Daily Prompt: Sad But True | What Matters

Daily Prompt: Sad But True > Tell us about the harshest, most difficult to hear — but accurate — criticism you’ve ever gotten. Does it still apply?

All my life I have been surrounded with happy and positive people. I haven’t had any harsh comments or criticisms from my family and friends. Not until three years ago…

Someone called me ‘ugly’. Someone I don’t really know in person; a friend of a friend. I’m not really sure and I don’t want to get into details. When I saw her comment in this social networking site, I grasped myself and looked for a reaction somewhere in me. There has to be a reaction. I’m human. I’m capable of feeling. And I know that somewhere in my deepest cells that I was hurt. I find it mean and cruel because I thought she has no right to judge me when she does not know me to begin with. I find it unfair because I felt like I was in the middle of a trial and the judge has given me verdict just by looking at me, without letting me utter a single word at all. Somewhere in me was so angry and frustrated. Well, I guess that’s normal, right? But what’s weird is that I only entertained these feelings for like minutes. That’s because I’m not as weak as that person thought I am.

Data excerpts —
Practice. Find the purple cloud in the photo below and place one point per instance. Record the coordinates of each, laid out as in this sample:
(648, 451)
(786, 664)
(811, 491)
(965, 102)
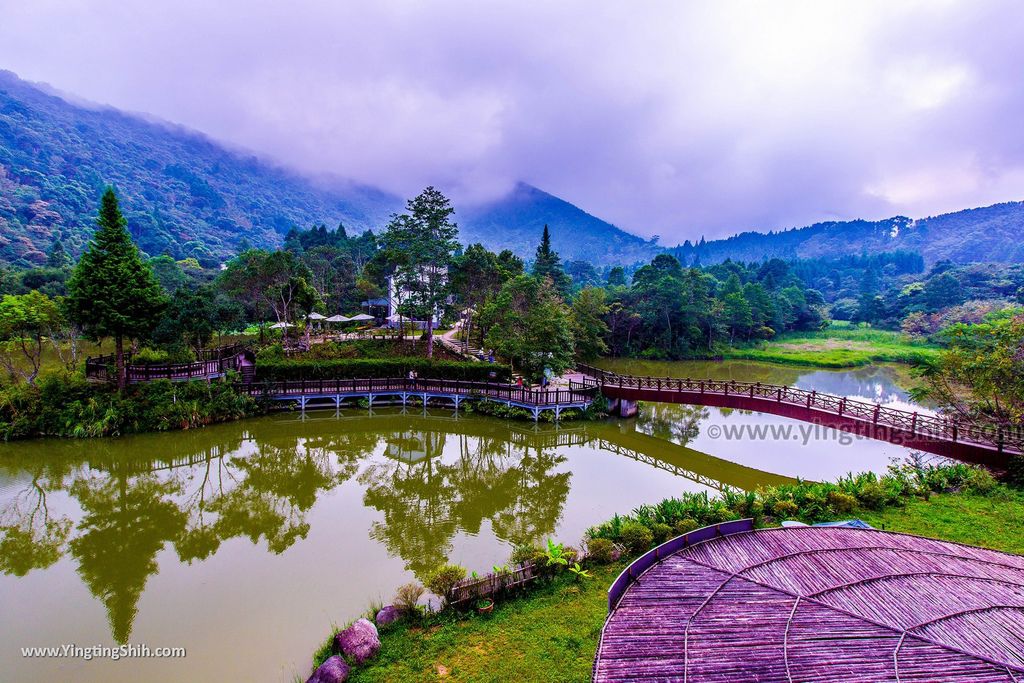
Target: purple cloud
(678, 119)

DIRECTIONS —
- a) Extract the part of the criticism post from "Someone called me" to "thought I am.".
- b) Decide whether each statement agrees with the criticism post, answering yes or no and quoting the words that settle it: (i) The writer received many harsh criticisms from family and friends. (ii) The hurtful comment was seen on a social networking site. (iii) The writer held on to the angry feelings for weeks.

YOUR WRITTEN ANSWERS —
- a)
Someone called me ‘ugly’. Someone I don’t really know in person; a friend of a friend. I’m not really sure and I don’t want to get into details. When I saw her comment in this social networking site, I grasped myself and looked for a reaction somewhere in me. There has to be a reaction. I’m human. I’m capable of feeling. And I know that somewhere in my deepest cells that I was hurt. I find it mean and cruel because I thought she has no right to judge me when she does not know me to begin with. I find it unfair because I felt like I was in the middle of a trial and the judge has given me verdict just by looking at me, without letting me utter a single word at all. Somewhere in me was so angry and frustrated. Well, I guess that’s normal, right? But what’s weird is that I only entertained these feelings for like minutes. That’s because I’m not as weak as that person thought I am.

- b)
(i) No: "I haven’t had any harsh comments or criticisms from my family and friends."
(ii) Yes: "When I saw her comment in this social networking site"
(iii) No: "I only entertained these feelings for like minutes."